● What the task requires
Retype precisely the section of the data that starts at the line containing "the man sitting" and runs to its final line, ends included.

● Rows
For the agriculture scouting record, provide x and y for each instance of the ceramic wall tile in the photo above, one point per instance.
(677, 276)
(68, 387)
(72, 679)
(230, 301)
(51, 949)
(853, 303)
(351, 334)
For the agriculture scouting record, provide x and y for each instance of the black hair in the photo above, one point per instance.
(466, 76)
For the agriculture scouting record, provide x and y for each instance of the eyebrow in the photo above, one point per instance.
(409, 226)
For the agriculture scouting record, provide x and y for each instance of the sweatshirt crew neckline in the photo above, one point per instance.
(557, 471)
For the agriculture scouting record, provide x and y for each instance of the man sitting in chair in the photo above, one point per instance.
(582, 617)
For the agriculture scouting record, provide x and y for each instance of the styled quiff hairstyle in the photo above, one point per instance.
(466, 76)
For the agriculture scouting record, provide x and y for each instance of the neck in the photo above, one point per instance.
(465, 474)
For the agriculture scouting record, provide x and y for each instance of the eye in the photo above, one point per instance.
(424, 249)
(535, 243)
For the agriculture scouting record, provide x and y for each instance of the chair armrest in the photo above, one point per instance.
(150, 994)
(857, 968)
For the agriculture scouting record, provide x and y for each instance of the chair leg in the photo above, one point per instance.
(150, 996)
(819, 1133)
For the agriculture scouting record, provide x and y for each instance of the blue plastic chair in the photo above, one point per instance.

● Correct output
For the agriculture scouting record, provide x and y for each instance of the man sitting in chair in the photo above, one point per instance.
(582, 617)
For the agriculture scouting record, provide x and y for each instance of the styled quiff hairstyle in the photo above, one point per instance.
(466, 76)
For the agriculture scouting record, provide x and y for each instance of the neck in the photo above, one point per instance.
(465, 474)
For the agriculture scouting record, provide x and y for each instance of the eye in the photo above, one point per instance.
(424, 249)
(535, 243)
For the agriculture scouting record, provide x and y for each instance of the chair armrest in the photo above, one point per instance.
(150, 994)
(857, 968)
For the agriculture scouting record, provide x and y for each instance of the chair leg in the photo above, one point per instance.
(150, 996)
(819, 1133)
For the agriculture scouting record, provide x and y for each instance of the blue plastic chair in the photo above, one point per instance.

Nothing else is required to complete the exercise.